◆ **Stated task**
Write out, unchanged, the lines from the one holding "Target: green grass" to the close of the listing. Both the first and last lines belong in it.
····················
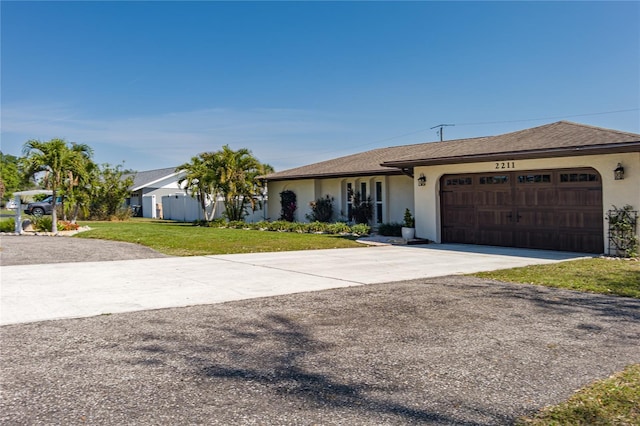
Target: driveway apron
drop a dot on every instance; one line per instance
(71, 290)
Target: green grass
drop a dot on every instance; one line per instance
····················
◆ **Result of this exercise**
Target: green grass
drop a dot on every instance; one line per instance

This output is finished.